Task instructions - Copy out all of the records below, switching every "keypoint" to "marker" and leaving everything else unchanged.

Task material -
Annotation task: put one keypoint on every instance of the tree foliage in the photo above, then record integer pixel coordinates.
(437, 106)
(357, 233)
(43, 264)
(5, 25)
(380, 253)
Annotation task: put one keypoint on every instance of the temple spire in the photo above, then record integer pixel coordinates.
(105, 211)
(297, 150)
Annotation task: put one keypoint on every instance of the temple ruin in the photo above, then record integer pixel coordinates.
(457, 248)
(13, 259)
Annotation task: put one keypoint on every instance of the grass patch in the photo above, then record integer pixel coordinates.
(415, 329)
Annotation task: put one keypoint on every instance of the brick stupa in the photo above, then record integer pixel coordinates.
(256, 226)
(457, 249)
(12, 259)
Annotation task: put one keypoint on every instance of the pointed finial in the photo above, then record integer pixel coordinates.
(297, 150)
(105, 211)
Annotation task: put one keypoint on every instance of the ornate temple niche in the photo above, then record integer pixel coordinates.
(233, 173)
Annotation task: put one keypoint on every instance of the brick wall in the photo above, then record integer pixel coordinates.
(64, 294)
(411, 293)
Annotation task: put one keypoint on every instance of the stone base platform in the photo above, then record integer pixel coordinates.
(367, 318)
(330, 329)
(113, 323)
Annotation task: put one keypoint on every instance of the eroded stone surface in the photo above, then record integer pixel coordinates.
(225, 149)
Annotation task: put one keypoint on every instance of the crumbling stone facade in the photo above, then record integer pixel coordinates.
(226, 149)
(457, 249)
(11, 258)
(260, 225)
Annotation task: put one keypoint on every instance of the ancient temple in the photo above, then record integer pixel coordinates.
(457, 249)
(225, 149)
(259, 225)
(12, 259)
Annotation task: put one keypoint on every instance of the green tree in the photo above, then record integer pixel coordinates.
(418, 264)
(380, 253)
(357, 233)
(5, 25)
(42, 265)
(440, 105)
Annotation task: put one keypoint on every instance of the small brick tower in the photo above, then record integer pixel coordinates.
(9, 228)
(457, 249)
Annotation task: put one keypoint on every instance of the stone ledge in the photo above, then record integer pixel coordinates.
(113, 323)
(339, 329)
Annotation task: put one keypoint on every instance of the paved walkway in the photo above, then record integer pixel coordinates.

Final answer -
Annotation task: put one marker on every instance of the tree foliage in the photo above, then record integer pixel coordinates.
(437, 106)
(357, 233)
(43, 264)
(5, 25)
(380, 253)
Annotation task: put one marker on every instance of the temple spire in the photo above, then record integer pixel coordinates.
(105, 211)
(297, 150)
Annotation task: put one marker on every instance of the temple ruin in the photo above, then record integer pixel coordinates.
(457, 248)
(13, 259)
Annotation task: put one marker on every instance of the grass patch in the photo above, then record integer pixel coordinates.
(415, 329)
Annotation task: put one marker on every instance of the brick stupa in the photo above, then record integer pixel coordinates.
(256, 226)
(457, 249)
(12, 259)
Annotation task: put one marker on every instance of the pointed finial in the photo above, then record integer pixel coordinates.
(297, 150)
(105, 211)
Annotation task: put one marker on every instance of the ornate temple niche in the photo above, then record integer pixel coordinates.
(233, 173)
Annotation task: put one marker on every instance of the brick wall in the photo above, then record integer pixel coordinates.
(64, 294)
(411, 293)
Annotation task: put one marker on every instance of the stone base platform in the photo above, then record integer pixel coordinates.
(367, 318)
(330, 329)
(113, 323)
Annotation task: put one marker on every instance of the eroded stone surface in the photo above, then record integer pixel coordinates.
(225, 149)
Annotation task: put one marker on every instance of the crumbling stone facade in the photo above, then record integer pixel coordinates.
(226, 149)
(457, 249)
(11, 258)
(260, 225)
Annotation task: put one marker on every instance of the ancient temple in the photo above, then record integer pixel coordinates.
(457, 249)
(225, 149)
(259, 225)
(12, 259)
Annotation task: put one marker on every instance of the green tree in the photo above, then record integer pixel coordinates.
(418, 264)
(380, 253)
(357, 233)
(5, 25)
(42, 265)
(440, 105)
Annotation task: put one marker on every instance of the small brick tower in the photo above, then record integer pixel coordinates.
(9, 228)
(457, 249)
Annotation task: put one marker on every instance of the stone ledge in the photo above, then record integer pixel coordinates.
(113, 323)
(339, 329)
Annotation task: put one marker on every instance of the paved walkway in the photo above, then record integer pixel coordinates.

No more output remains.